§ INSTRUCTIONS FOR THE TASK
Copy out all the lines of the data that hold the word "thin".

━━━━━ SUPPLIED DATA ━━━━━

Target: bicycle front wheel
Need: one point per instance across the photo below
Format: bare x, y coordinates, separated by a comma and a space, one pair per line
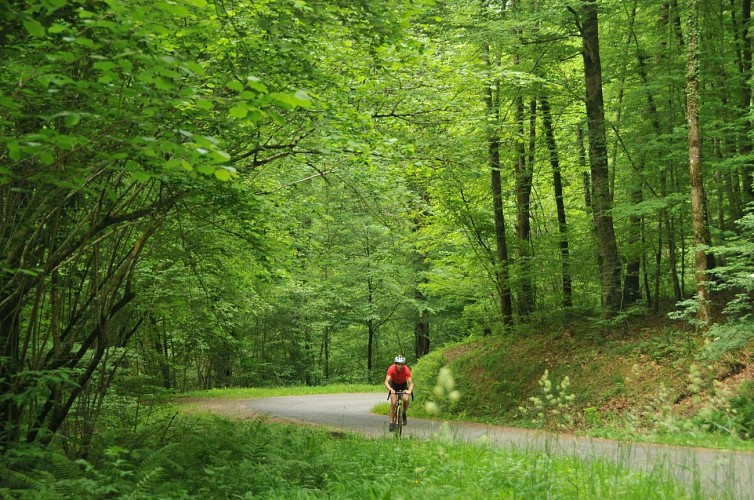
399, 419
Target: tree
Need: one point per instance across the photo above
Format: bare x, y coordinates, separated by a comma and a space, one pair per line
698, 198
601, 197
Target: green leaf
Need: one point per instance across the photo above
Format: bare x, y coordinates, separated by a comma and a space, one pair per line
72, 119
14, 150
234, 85
223, 174
173, 9
141, 176
205, 104
239, 111
35, 28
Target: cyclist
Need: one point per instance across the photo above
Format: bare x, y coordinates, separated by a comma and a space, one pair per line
398, 378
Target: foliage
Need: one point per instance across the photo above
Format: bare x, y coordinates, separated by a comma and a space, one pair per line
211, 457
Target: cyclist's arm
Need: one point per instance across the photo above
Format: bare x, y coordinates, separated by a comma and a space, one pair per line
388, 379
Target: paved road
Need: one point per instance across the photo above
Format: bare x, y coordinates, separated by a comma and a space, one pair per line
721, 474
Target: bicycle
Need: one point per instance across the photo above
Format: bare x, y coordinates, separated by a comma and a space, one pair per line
400, 410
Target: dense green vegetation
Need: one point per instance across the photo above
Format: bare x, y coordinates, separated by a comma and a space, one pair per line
216, 458
206, 194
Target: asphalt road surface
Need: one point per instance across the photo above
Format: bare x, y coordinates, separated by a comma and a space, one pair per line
719, 473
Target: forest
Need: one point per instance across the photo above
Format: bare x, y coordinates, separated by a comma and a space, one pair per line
202, 194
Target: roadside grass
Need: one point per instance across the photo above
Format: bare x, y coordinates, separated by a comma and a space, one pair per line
269, 392
206, 456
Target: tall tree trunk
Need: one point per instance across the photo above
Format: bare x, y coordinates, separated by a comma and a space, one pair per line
745, 139
602, 203
493, 143
421, 325
421, 329
633, 248
524, 171
557, 182
695, 166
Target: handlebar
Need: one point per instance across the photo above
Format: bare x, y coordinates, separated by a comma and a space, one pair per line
401, 393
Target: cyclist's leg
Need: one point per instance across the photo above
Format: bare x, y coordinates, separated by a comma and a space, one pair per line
399, 418
406, 399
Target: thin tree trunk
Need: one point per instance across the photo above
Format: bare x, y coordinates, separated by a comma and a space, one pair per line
557, 182
602, 203
524, 169
502, 264
695, 167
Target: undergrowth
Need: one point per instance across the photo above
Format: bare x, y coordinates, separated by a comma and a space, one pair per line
211, 457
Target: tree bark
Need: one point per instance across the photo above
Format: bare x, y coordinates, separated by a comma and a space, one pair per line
524, 173
502, 264
602, 203
557, 182
695, 167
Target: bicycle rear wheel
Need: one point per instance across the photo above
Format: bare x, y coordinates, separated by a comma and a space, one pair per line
399, 419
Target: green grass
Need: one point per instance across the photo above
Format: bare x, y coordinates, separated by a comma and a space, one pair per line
269, 392
210, 457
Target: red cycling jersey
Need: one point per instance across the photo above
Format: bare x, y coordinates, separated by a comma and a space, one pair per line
397, 376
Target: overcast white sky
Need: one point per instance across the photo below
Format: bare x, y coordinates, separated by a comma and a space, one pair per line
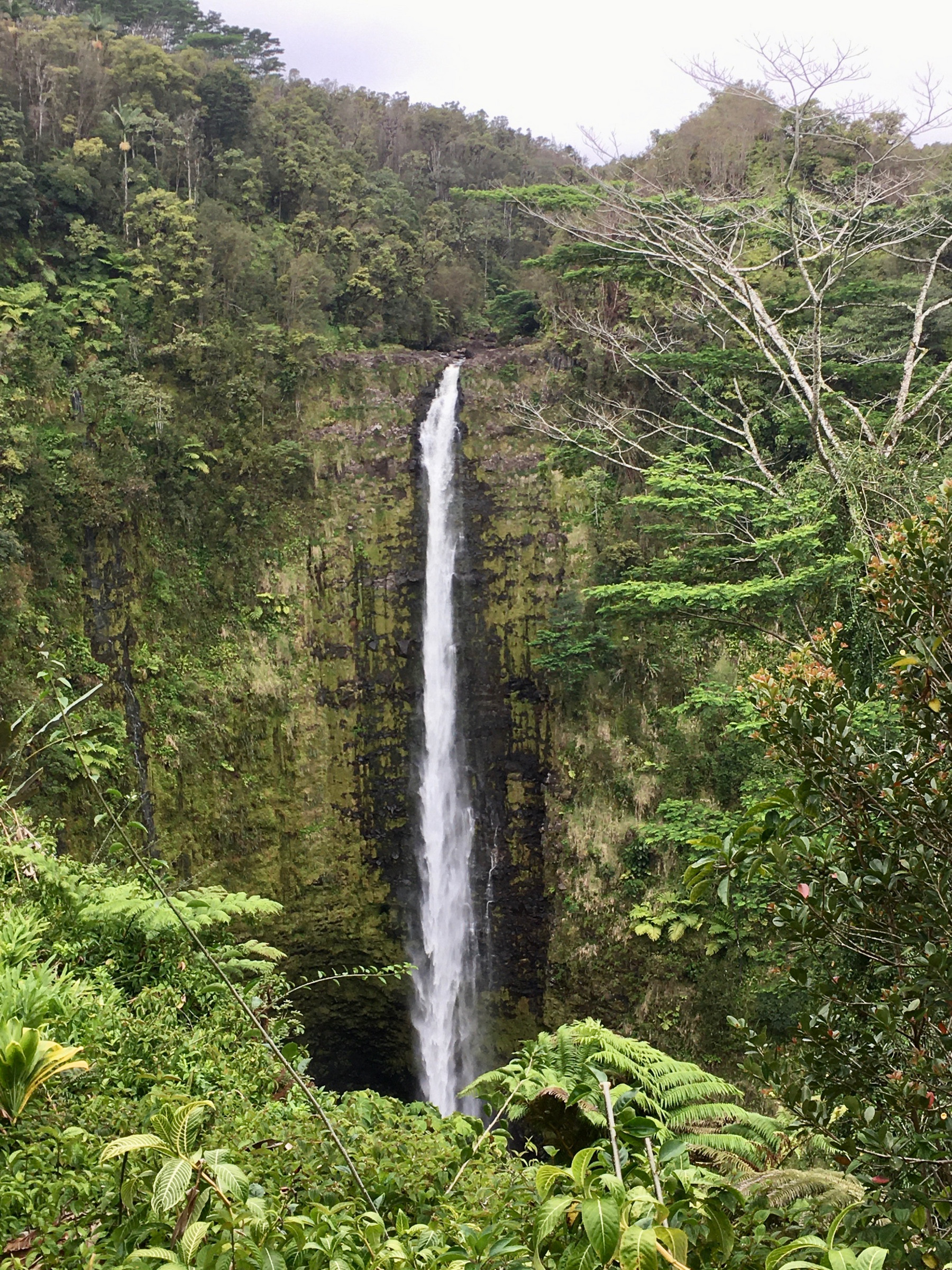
606, 65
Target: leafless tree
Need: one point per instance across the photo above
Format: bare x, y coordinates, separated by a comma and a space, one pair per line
762, 276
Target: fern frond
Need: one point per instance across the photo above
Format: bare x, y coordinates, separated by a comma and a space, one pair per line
782, 1186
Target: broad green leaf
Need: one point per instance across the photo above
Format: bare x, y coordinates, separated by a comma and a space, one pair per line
188, 1121
639, 1250
842, 1259
129, 1192
581, 1165
230, 1178
136, 1142
589, 1259
170, 1185
676, 1241
192, 1237
837, 1222
871, 1259
808, 1241
721, 1230
602, 1223
550, 1216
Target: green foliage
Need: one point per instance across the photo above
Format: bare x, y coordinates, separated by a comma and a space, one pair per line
27, 1062
854, 855
555, 1084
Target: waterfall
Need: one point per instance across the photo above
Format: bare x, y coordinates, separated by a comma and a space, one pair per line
445, 979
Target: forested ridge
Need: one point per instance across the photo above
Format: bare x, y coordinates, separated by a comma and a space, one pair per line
706, 420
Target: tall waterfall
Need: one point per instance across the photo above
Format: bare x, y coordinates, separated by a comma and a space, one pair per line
445, 981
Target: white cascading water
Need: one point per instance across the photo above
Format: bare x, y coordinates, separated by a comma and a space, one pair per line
445, 977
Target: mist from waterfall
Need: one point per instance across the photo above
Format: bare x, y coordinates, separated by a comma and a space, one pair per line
445, 979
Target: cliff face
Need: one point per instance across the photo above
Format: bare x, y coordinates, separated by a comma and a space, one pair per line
286, 763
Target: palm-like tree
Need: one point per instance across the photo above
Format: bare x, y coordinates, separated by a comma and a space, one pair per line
132, 120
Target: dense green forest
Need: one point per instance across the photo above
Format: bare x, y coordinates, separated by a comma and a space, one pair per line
708, 401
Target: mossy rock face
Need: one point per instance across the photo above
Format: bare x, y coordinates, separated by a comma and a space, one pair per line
283, 719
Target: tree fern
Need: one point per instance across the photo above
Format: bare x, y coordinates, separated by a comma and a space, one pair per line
551, 1084
782, 1186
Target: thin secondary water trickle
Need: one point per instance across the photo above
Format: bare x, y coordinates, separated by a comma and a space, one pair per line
445, 979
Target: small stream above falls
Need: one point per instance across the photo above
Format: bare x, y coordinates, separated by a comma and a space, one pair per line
446, 978
416, 746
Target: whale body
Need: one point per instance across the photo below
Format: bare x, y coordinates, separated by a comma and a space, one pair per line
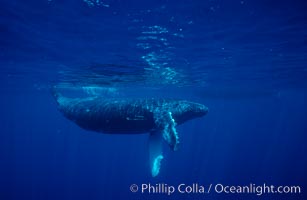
159, 117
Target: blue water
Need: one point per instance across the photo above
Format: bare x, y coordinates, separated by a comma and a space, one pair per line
246, 60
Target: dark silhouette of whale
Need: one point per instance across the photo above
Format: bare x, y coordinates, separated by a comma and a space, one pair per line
158, 117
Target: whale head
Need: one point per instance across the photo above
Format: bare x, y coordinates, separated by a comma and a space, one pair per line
183, 111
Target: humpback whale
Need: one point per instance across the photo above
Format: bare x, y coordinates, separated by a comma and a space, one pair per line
156, 116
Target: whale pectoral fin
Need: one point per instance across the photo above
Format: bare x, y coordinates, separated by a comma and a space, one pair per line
166, 122
155, 152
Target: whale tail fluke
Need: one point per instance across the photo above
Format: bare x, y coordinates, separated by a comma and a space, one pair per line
155, 152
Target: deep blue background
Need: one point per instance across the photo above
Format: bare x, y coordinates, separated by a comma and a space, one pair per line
245, 60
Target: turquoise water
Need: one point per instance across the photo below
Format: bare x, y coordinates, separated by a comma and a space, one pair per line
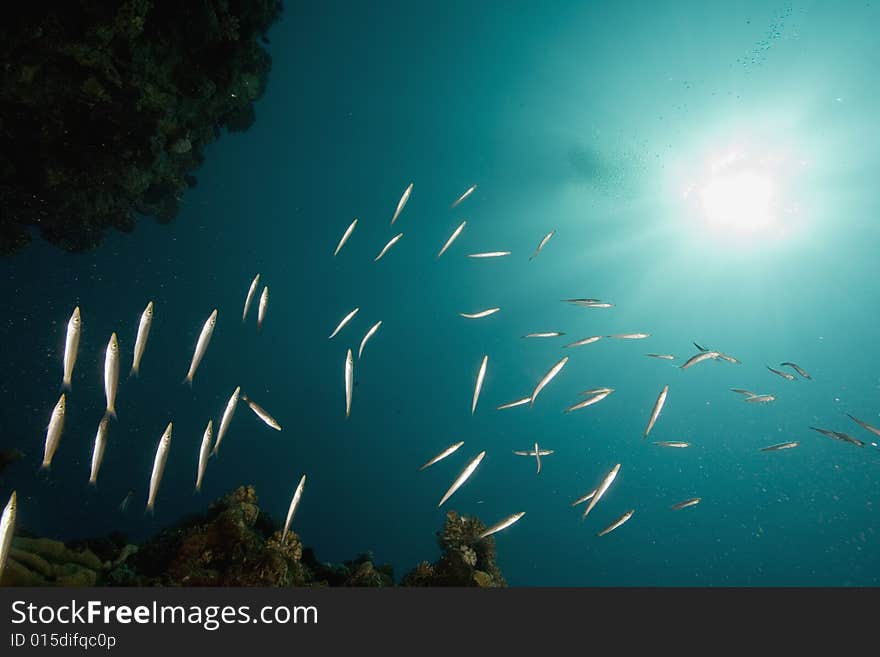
598, 120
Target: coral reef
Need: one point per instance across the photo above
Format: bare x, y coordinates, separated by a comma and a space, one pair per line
234, 543
106, 108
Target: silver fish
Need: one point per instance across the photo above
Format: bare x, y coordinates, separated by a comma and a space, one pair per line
401, 203
71, 346
590, 340
658, 406
504, 524
349, 382
600, 491
250, 296
159, 467
369, 334
261, 311
53, 432
797, 369
227, 417
864, 425
345, 236
547, 378
537, 453
98, 451
784, 375
489, 254
394, 240
780, 446
7, 529
204, 453
585, 498
513, 404
294, 502
140, 342
111, 374
345, 320
481, 375
480, 314
452, 238
261, 413
470, 190
201, 345
543, 243
463, 477
617, 523
442, 455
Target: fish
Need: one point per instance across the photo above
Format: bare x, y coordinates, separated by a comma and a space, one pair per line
580, 343
98, 451
685, 504
140, 342
838, 435
401, 203
547, 378
227, 418
201, 346
760, 399
394, 240
204, 453
504, 524
784, 375
543, 243
699, 358
261, 413
159, 467
349, 382
595, 396
518, 402
250, 296
442, 455
71, 346
344, 238
780, 446
617, 523
7, 529
452, 238
369, 334
489, 254
585, 498
797, 369
481, 375
53, 432
600, 491
470, 190
463, 477
261, 311
480, 314
658, 406
111, 374
864, 425
294, 502
345, 320
537, 453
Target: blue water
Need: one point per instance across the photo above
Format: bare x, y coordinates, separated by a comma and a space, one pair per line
586, 118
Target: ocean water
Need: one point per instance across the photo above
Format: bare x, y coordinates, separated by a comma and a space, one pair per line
611, 123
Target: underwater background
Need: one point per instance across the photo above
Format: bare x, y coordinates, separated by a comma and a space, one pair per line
591, 119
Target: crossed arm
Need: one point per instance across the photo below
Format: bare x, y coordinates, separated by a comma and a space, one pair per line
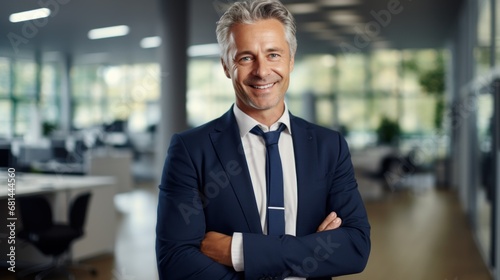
217, 246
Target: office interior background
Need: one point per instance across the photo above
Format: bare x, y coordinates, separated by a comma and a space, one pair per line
413, 85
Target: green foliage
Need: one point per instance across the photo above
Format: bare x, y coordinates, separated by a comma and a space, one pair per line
433, 83
388, 131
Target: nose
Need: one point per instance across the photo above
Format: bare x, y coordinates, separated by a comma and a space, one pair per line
261, 67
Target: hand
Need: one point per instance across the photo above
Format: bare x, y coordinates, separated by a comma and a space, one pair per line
332, 221
217, 246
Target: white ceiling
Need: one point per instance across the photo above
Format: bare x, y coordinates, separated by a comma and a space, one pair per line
412, 24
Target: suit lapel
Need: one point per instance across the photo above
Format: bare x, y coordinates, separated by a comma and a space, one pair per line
224, 141
304, 148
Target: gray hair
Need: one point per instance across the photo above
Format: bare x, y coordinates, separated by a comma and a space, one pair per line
250, 11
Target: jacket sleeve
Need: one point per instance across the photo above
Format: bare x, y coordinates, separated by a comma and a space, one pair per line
181, 222
322, 254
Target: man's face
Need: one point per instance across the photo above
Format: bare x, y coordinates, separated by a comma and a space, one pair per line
259, 66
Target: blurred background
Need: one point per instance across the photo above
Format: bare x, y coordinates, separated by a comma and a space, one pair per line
91, 92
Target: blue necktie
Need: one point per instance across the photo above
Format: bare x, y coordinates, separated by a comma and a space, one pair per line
274, 181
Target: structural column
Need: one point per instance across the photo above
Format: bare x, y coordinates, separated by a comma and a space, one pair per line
65, 97
173, 75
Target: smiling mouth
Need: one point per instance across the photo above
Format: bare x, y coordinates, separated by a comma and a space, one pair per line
263, 86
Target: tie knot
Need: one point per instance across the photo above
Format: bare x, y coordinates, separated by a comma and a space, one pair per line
270, 137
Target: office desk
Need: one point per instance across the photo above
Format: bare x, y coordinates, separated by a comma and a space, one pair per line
100, 229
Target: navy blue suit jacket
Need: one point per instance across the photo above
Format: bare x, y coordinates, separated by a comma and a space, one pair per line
206, 186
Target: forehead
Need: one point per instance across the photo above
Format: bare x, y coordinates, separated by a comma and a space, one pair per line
268, 31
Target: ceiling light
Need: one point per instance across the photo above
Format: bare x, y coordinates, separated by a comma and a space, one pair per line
107, 32
204, 50
29, 15
314, 26
151, 42
345, 18
302, 8
338, 3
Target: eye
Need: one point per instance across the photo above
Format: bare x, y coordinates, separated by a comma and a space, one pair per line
245, 59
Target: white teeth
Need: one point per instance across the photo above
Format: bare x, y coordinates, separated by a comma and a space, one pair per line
263, 87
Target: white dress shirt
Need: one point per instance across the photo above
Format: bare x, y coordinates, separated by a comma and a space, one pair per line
255, 153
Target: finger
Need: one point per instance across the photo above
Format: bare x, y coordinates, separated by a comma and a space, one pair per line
330, 218
332, 225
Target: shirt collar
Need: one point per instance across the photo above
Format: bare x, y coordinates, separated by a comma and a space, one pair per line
246, 123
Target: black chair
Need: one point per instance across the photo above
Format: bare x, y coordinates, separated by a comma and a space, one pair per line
50, 238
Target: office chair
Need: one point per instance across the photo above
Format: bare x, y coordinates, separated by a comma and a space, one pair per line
50, 238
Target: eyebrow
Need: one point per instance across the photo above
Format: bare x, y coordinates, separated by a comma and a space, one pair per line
269, 50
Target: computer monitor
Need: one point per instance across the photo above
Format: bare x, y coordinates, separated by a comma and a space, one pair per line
5, 157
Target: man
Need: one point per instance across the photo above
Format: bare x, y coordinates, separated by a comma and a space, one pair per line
215, 218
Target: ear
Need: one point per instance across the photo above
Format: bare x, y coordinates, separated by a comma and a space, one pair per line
292, 63
226, 70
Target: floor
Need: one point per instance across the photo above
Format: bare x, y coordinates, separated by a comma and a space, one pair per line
415, 235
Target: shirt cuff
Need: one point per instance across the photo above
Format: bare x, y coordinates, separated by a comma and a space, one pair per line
237, 252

━━━━━

§ EXERCISE OUTPUT
Target: thin tree trunk
Target: thin secondary water trickle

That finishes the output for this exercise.